## DESCRIPTION OF THE TASK
Extract every line in the entries below that contains the word "forewing". Case counts.
+ + +
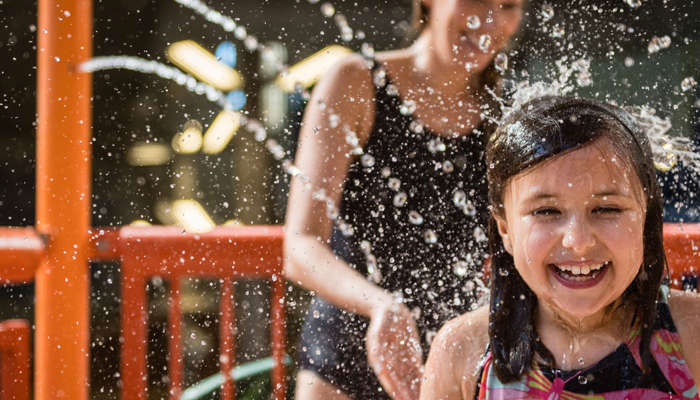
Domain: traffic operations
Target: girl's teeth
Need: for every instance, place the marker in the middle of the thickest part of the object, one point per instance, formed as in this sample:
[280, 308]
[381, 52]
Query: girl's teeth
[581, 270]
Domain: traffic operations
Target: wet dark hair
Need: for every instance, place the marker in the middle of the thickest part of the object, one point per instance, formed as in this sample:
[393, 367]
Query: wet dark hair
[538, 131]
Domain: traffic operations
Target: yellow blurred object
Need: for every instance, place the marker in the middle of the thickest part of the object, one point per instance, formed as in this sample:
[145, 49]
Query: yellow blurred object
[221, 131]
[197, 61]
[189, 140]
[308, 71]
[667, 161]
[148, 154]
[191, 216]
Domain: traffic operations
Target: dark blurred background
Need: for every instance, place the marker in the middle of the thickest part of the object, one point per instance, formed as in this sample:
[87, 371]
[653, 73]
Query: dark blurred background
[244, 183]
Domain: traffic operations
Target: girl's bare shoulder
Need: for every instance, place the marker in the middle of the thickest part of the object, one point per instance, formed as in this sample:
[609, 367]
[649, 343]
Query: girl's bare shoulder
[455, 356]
+ + +
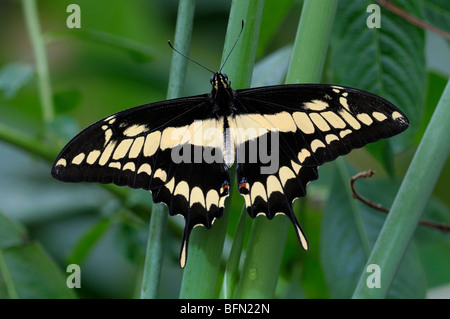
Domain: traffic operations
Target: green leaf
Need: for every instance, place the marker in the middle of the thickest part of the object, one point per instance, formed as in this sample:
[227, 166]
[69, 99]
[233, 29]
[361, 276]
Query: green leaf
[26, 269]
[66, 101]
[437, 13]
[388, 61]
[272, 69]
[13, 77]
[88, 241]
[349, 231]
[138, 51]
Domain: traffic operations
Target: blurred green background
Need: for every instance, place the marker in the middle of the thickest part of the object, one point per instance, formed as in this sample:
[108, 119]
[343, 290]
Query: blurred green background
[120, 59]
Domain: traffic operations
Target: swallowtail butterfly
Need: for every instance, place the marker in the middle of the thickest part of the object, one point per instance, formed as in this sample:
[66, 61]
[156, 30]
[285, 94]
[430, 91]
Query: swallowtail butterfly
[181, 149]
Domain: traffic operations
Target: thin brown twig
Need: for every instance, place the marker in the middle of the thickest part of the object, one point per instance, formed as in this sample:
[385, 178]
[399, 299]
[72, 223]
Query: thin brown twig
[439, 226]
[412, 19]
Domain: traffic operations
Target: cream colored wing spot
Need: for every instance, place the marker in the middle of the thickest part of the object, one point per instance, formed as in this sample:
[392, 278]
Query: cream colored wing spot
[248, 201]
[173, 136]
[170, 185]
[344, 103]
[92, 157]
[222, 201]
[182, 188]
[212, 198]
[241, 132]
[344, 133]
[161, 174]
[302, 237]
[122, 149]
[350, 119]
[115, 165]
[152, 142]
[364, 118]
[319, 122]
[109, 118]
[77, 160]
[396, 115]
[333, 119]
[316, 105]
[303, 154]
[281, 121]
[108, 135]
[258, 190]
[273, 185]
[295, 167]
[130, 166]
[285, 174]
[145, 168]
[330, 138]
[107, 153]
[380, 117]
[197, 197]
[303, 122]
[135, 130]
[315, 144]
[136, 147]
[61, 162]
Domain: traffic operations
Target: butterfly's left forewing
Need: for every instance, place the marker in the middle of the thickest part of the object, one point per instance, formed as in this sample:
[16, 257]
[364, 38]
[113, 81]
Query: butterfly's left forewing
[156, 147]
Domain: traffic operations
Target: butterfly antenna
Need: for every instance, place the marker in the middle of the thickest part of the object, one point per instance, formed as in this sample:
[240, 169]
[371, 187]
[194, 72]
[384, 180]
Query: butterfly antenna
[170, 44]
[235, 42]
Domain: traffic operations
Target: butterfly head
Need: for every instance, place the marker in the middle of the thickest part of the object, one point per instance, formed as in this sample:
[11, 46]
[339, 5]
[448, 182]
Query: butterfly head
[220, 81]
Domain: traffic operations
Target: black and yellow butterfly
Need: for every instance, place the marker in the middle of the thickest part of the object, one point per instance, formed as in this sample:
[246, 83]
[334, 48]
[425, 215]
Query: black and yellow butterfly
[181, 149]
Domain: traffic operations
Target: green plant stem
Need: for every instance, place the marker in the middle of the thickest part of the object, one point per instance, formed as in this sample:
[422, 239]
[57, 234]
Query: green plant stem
+ + +
## TASK RESPONSE
Target: butterfly's left forewing
Query: butterfly's left forewing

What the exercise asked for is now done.